The miniaturization of materials achieved by micro and nanoscale science and engineering is another rapidly expanding, highly promising ﬁeld that leads to clinical beneﬁts in various ﬁelds. Lab-on-a-chip devices, which are miniature systems capable of analyses that usually require an entire laboratory of instruments, can enhance patient outcome signiﬁcantly. Nanophase implants, i.e., implants of materials with grain sizes under 100 nm and speciﬁc mechanical properties, enable increased tissue regeneration in comparison to conventional materials. Nanoparticles, microscopic particles less than 100 nm in size, can be used for a controlled drug delivery that controls how the drug is administered and releases the drug in the exact dosage at the right time to improve healthcare.

Data records:
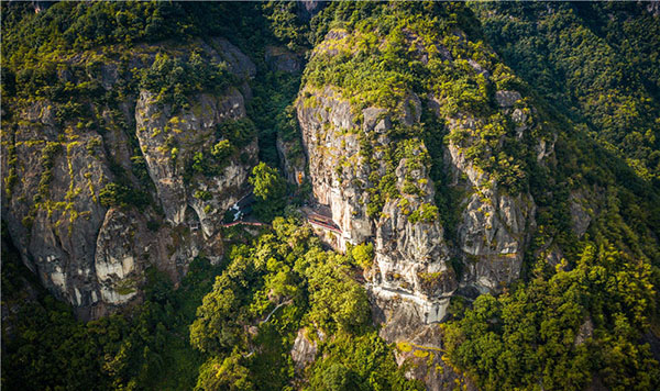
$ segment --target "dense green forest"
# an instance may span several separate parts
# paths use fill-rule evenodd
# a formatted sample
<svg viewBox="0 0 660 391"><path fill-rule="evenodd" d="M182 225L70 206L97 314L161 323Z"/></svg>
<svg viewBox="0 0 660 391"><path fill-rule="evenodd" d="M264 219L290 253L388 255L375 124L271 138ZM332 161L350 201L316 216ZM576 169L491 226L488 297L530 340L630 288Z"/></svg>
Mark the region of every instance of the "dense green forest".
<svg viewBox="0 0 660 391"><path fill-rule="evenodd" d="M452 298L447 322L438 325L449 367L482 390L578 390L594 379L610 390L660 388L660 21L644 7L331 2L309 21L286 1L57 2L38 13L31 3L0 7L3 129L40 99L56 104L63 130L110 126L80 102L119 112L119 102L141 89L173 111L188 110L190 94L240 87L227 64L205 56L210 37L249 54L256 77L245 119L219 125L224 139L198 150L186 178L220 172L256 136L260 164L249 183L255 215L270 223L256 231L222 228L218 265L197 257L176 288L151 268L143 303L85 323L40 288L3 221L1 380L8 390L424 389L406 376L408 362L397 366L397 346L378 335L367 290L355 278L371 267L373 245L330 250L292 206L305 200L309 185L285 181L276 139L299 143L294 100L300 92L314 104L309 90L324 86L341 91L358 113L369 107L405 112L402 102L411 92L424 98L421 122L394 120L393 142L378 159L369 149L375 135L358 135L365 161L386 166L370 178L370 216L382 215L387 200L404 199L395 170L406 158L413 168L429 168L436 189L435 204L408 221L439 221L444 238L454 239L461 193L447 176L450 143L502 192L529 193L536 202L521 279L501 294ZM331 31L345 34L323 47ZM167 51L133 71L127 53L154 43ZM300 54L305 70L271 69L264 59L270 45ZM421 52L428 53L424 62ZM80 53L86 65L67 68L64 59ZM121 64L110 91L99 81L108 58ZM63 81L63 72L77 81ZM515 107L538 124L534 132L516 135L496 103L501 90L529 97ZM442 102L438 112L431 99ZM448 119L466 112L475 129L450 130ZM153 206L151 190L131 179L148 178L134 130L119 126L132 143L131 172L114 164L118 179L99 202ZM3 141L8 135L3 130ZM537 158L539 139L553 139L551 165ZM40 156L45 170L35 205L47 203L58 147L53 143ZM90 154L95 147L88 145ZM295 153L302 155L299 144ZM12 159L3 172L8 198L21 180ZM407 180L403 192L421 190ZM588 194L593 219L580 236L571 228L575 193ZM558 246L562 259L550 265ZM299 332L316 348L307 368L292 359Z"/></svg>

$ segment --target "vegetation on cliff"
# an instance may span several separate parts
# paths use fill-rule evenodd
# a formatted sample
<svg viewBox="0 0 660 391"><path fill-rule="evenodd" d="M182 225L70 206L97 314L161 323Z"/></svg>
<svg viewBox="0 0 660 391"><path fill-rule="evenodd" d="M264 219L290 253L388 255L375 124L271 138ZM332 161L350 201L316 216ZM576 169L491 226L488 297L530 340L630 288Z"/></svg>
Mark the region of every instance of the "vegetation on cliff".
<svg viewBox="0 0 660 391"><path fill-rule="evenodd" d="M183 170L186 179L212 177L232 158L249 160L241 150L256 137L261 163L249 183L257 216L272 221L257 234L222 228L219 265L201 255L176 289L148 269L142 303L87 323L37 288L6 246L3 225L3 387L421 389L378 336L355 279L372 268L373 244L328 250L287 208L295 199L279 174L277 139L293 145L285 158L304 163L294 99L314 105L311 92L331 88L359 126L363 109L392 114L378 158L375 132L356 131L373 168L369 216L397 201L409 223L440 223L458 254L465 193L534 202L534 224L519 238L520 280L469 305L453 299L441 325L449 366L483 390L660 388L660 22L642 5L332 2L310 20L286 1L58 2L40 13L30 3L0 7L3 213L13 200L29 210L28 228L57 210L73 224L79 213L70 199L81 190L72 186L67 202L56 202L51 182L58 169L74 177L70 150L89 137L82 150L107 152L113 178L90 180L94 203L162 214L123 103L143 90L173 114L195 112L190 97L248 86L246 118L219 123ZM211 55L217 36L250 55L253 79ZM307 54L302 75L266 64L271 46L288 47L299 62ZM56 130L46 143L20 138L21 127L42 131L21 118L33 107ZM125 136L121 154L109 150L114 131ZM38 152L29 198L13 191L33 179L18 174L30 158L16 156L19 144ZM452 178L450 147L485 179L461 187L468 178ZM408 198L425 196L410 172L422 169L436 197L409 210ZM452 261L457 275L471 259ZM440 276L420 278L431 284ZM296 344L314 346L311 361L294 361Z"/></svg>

---

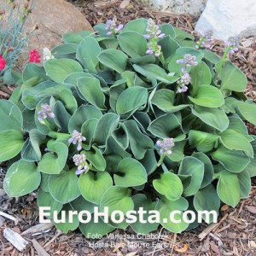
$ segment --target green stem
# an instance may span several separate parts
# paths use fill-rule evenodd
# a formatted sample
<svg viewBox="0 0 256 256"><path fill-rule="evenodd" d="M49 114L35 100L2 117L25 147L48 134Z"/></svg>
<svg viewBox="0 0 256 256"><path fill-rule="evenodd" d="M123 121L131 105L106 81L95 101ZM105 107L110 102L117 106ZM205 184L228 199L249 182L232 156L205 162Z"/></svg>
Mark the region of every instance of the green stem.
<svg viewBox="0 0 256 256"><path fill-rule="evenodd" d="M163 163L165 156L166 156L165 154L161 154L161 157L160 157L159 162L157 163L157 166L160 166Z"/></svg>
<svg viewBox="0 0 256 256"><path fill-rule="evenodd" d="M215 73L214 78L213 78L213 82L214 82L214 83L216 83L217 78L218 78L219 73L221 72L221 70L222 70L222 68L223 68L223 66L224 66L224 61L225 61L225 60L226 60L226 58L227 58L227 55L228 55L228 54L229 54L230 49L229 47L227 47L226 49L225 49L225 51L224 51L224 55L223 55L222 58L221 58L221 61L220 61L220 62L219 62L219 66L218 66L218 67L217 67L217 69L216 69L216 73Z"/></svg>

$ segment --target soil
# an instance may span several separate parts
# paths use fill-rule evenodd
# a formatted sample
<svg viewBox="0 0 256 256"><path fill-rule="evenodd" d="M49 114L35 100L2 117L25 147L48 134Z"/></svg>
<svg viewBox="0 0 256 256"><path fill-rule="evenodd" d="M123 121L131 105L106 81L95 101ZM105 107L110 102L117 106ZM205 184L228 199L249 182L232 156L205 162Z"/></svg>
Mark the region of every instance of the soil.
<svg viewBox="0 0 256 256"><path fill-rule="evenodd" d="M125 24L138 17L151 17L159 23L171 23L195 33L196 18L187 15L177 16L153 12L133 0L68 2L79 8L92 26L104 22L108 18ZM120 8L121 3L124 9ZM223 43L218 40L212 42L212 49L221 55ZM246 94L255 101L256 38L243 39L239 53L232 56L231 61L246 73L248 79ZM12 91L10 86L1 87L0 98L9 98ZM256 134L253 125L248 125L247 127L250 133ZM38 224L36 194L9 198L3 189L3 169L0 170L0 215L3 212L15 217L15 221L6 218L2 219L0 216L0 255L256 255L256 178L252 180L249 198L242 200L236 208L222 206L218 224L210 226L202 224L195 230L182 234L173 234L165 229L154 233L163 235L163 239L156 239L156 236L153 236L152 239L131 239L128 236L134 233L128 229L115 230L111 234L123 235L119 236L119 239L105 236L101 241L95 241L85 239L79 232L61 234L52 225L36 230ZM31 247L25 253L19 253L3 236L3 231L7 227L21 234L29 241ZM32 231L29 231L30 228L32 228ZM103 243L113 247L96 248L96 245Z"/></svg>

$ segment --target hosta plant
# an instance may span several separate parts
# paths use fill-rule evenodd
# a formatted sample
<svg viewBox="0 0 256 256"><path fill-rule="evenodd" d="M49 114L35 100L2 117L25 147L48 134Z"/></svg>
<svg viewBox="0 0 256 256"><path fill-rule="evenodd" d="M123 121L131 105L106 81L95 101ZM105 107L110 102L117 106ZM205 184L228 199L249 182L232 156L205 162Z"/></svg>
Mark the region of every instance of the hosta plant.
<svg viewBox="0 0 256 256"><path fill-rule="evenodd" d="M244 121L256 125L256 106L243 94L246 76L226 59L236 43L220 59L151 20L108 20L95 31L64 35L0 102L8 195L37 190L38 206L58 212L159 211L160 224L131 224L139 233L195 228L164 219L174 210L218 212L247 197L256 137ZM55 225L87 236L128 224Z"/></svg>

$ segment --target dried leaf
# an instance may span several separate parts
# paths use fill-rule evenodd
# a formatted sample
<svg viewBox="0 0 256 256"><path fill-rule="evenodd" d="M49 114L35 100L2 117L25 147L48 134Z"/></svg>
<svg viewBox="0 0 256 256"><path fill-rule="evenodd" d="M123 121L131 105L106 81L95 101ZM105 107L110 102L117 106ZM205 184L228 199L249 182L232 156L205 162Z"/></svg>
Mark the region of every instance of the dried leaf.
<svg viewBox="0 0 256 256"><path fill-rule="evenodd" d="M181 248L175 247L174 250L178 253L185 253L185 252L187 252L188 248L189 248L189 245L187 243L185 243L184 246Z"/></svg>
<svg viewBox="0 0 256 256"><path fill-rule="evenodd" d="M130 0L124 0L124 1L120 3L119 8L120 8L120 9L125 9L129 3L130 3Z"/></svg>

Exercise instructions:
**a)** Reproduce the passage on miniaturized materials from "The miniaturization of" up to and including "to improve healthcare.".
**b)** Answer these questions from the passage on miniaturized materials:
(i) What are lab-on-a-chip devices?
(ii) What grain size do the materials in nanophase implants have?
(iii) What can nanoparticles be used for?
**c)** Continue the passage on miniaturized materials from the end of its final sentence.

Responses to the tasks:
**a)**
The miniaturization of materials achieved by micro and nanoscale science and engineering is another rapidly expanding, highly promising ﬁeld that leads to clinical beneﬁts in various ﬁelds. Lab-on-a-chip devices, which are miniature systems capable of analyses that usually require an entire laboratory of instruments, can enhance patient outcome signiﬁcantly. Nanophase implants, i.e., implants of materials with grain sizes under 100 nm and speciﬁc mechanical properties, enable increased tissue regeneration in comparison to conventional materials. Nanoparticles, microscopic particles less than 100 nm in size, can be used for a controlled drug delivery that controls how the drug is administered and releases the drug in the exact dosage at the right time to improve healthcare.

**b)**
(i) Miniature systems capable of analyses that usually require an entire laboratory of instruments.
(ii) Under 100 nm.
(iii) Controlled drug delivery.

**c)**
The ethical questions related to the use of biomaterials fabricated from artiﬁcial substances including metals, polymers, composites, and ceramics mostly concern questions of health and safety. The reaction of the human body to artiﬁcial substances can lead to unforeseen consequences. In particular, testing materials and devices in patients needs careful balancing of risks and beneﬁts as the testing usually involves invasive interventions that are risky due to possible unknown reactions. Given the expected long-term usage of devices in the human body, long-term in vitro tests are necessary but pose problems themselves. Animal experimentation must be scrutinized as to whether animal models can be relevant for humans and thus could justify animals’ potential suffering. Moreover, the just allocation of scarce resources, both nationally and in a global context, and conﬂicts of interest in particular given the involvement of industry that seeks for cost-effective, proﬁtable applications are topics for ethical deliberation.
Another class of special moral concerns is raised in the areas of human augmentation or enhancement as in the case of cosmetic surgery, most prominently breast enhancement, or neuro enhancement in which the goal is not a treatment of a disease but an augmentation of healthy form or function (Nagel 2010; Parens 1998). Here, the questions about animal and human experimentation and the distribution of scarce resources involve a different weighing compared to cases of treatment in demonstrated clinical needs.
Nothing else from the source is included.